Excerpted text
Advertisement

SHELTER ON STAGE

Share
Times Staff Writer

How can society heal the wounds and raise the aspirations of its poorest youngsters? A ballet studio may seem an improbable place for clues. A Times reporter and photographer spent hundreds of hours over the past nine months with a handful of dancers at the Saint Joseph Ballet. They observed their rehearsals, visited their homes and accompanied them to school, athletic competitions and social gatherings. The ballet offers not a panacea, The Times found, but a path toward hope.

*

Marco Aguilera stands alone in a spotlight at the center of the dance studio. The harsh white light accentuates his slight build, making him look even younger than his 16 years. His taped voice plays over a speaker: hard truths in a soft, low tone. “If I wasn’t in ballet, I’m sure I would be right now in a gang,” says Marco’s recorded voice. The studio goes dark for a moment and the spotlight reappears on Maurisio Alconedo, only 13. “Most of them don’t live more than 21 years,” he says quietly on the tape. “Only the ones that quit live more. Like my cousin was only 19, and they shot him.” For Marco, Maurisio and more than 300 other youngsters, the studio spotlight marks the intersection of two worlds: the impoverished, often violent Orange County neighborhoods in which they live and the safe harbor of the Saint Joseph Ballet, where they retreat for a few hours almost every day.

In the donated studio above Santa Ana’s Fiesta Marketplace, they feel both safe and free. Here they lower the carefully constructed barriers that help them survive on the street and channel their feelings of fear and anger, love and hope into the music and movement of dance.

Advertisement

For 12 years, these children have been coming to the ballet, learning to dance and to cope--long before any should have to--with poverty, gangs, drugs, domestic violence, divorce and street crime.

“Look,” the ballet’s founder and artistic director, Beth Burns, tells them during an exhausting rehearsal, “every one of you probably knows seven people in trouble. Maybe five people who’ve been shot.

“You may not feel young sometimes, but you are. And there are so many reasons to be joyful. Get into the music!”

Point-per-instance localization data
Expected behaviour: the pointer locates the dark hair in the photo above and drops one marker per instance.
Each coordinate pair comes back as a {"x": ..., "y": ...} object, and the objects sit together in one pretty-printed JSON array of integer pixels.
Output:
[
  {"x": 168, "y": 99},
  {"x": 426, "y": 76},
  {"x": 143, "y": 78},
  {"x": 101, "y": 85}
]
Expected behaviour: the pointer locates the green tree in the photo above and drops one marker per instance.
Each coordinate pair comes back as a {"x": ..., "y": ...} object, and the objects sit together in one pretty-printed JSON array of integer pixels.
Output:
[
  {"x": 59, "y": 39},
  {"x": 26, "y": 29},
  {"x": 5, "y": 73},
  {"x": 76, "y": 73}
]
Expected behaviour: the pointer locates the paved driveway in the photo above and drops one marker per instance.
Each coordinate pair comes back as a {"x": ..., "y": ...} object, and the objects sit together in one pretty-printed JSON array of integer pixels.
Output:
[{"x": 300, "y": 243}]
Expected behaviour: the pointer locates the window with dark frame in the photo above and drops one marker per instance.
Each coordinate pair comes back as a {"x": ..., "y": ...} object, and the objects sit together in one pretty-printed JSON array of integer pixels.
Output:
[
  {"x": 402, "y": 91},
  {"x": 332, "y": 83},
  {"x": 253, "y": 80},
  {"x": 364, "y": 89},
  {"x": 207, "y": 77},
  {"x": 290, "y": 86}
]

Exercise description
Reproduce the article about the Saint Joseph Ballet above word for word, from its first line to its last.

Response to the exercise
Advertisement

SHELTER ON STAGE

Share
Times Staff Writer

How can society heal the wounds and raise the aspirations of its poorest youngsters? A ballet studio may seem an improbable place for clues. A Times reporter and photographer spent hundreds of hours over the past nine months with a handful of dancers at the Saint Joseph Ballet. They observed their rehearsals, visited their homes and accompanied them to school, athletic competitions and social gatherings. The ballet offers not a panacea, The Times found, but a path toward hope.

*

Marco Aguilera stands alone in a spotlight at the center of the dance studio. The harsh white light accentuates his slight build, making him look even younger than his 16 years. His taped voice plays over a speaker: hard truths in a soft, low tone. “If I wasn’t in ballet, I’m sure I would be right now in a gang,” says Marco’s recorded voice. The studio goes dark for a moment and the spotlight reappears on Maurisio Alconedo, only 13. “Most of them don’t live more than 21 years,” he says quietly on the tape. “Only the ones that quit live more. Like my cousin was only 19, and they shot him.” For Marco, Maurisio and more than 300 other youngsters, the studio spotlight marks the intersection of two worlds: the impoverished, often violent Orange County neighborhoods in which they live and the safe harbor of the Saint Joseph Ballet, where they retreat for a few hours almost every day.

In the donated studio above Santa Ana’s Fiesta Marketplace, they feel both safe and free. Here they lower the carefully constructed barriers that help them survive on the street and channel their feelings of fear and anger, love and hope into the music and movement of dance.

Advertisement

For 12 years, these children have been coming to the ballet, learning to dance and to cope--long before any should have to--with poverty, gangs, drugs, domestic violence, divorce and street crime.

“Look,” the ballet’s founder and artistic director, Beth Burns, tells them during an exhausting rehearsal, “every one of you probably knows seven people in trouble. Maybe five people who’ve been shot.

“You may not feel young sometimes, but you are. And there are so many reasons to be joyful. Get into the music!”